§ **Trecho da página**:
────

No caso de Rondônia, por exemplo, a 5ª Vara Federal Ambiental e Agrária da Seção Judiciária de Rondônia determinou que a União deveria contratar 15 brigadas de combate a incêndios, com 30 brigadistas temporários cada, totalizando 450 brigadistas, com equipamentos de proteção e viaturas para atuar sob a supervisão do Instituto Brasileiro do Meio Ambiente (Ibama) no estado. A decisão foi proferida em uma ação civil pública ajuizada pelo Ministério Público Federal (MPF). A decisão de Dino, no entanto, livrou o governo federal de cumprir essa determinação.
Já nos casos do Amazonas e das duas ações do Pará, as determinações dos juízes foram mais genéricas, prevendo apenas a "implementação de plano emergencial de atendimento às principais áreas sujeitas às queimadas".

────

§ **Lista de linhas**:
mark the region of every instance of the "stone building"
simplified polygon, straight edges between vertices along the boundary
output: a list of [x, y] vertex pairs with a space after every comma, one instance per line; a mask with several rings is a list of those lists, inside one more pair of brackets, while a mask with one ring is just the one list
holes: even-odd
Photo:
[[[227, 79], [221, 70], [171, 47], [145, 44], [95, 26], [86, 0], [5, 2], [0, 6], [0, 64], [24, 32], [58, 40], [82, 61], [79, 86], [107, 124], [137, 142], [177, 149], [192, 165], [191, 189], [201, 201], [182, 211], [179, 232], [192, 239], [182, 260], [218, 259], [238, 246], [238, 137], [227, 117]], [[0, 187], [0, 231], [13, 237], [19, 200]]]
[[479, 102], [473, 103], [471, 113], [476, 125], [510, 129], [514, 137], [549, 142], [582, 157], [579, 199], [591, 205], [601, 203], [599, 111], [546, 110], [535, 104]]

────

§ **Desafio A**:
Altere o trecho do texto sobre as decisões judiciais relativas às queimadas que vai de "No caso de Rondônia, por" até "cumprir essa determinação.", inclusive, substituindo "viaturas" por "veículos".
§ **Desafio B**:
Dê continuidade ao texto sobre as decisões judiciais relativas às queimadas, a partir do ponto em que ele termina.
As linhas não são necessárias para realizar o que se pede.

§ **Resposta A**:
No caso de Rondônia, por exemplo, a 5ª Vara Federal Ambiental e Agrária da Seção Judiciária de Rondônia determinou que a União deveria contratar 15 brigadas de combate a incêndios, com 30 brigadistas temporários cada, totalizando 450 brigadistas, com equipamentos de proteção e veículos para atuar sob a supervisão do Instituto Brasileiro do Meio Ambiente (Ibama) no estado. A decisão foi proferida em uma ação civil pública ajuizada pelo Ministério Público Federal (MPF). A decisão de Dino, no entanto, livrou o governo federal de cumprir essa determinação.

§ **Resposta B**:
Todas as decisões suspensas por Dino haviam sido proferidas em primeira instância durante o mês de setembro. Elas foram paralisadas na semana passada.
Analistas ouvidos pela Gazeta do Povo apontam que a competência em matéria ambiental é complexa. “Não vejo como uma decisão, de caráter local e emergencial, provisória, possa impactar nos casos meramente programáticos e gerais da alçada do STF. Pelo contrário, o juízo federal local está muito mais próximo e com prevalência de interesse para deliberar a matéria”, afirma o advogado especialista em direito ambiental George Humbert.
O consultor ambiental Samuel Souza, ex-diretor de proteção ambiental do Ibama, diz que dentro do próprio governo há distinções a serem feitas. “O Ibama é responsável pelo combate a incêndios em terras da União, como é o caso das áreas indígenas ou daquelas não destinadas. O ICMBio [Instituto Chico Mendes de Conservação da Biodiversidade], por sua vez, combate incêndios em unidades de conservação. Já os estados são responsáveis pelo combate no caso de terras particulares, por exemplo”, explicou Souza.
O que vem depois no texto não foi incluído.